- [MATERIAL FOR THIS TASK]
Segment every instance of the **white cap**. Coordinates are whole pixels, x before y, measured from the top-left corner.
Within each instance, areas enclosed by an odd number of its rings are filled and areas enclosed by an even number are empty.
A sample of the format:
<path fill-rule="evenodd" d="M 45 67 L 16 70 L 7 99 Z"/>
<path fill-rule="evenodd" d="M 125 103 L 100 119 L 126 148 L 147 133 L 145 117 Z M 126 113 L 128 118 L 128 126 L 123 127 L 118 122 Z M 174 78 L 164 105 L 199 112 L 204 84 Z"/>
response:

- [WHAT YOU SHOULD DO] Please copy every one of the entries above verbatim, keeping each line unchanged.

- [REPLY TO THE EXERCISE]
Segment every instance of the **white cap**. Coordinates are whole pixels, x before y, measured from the top-left corner.
Within each instance, areas enclosed by an odd number of its rings are filled and areas enclosed by an even number are empty.
A sample of the format:
<path fill-rule="evenodd" d="M 45 67 L 16 70 L 7 99 Z"/>
<path fill-rule="evenodd" d="M 125 103 L 100 119 L 126 148 L 147 133 L 145 117 Z M 126 113 L 128 118 L 128 126 L 123 127 L 118 122 Z M 174 78 L 164 105 L 199 112 L 204 84 Z"/>
response:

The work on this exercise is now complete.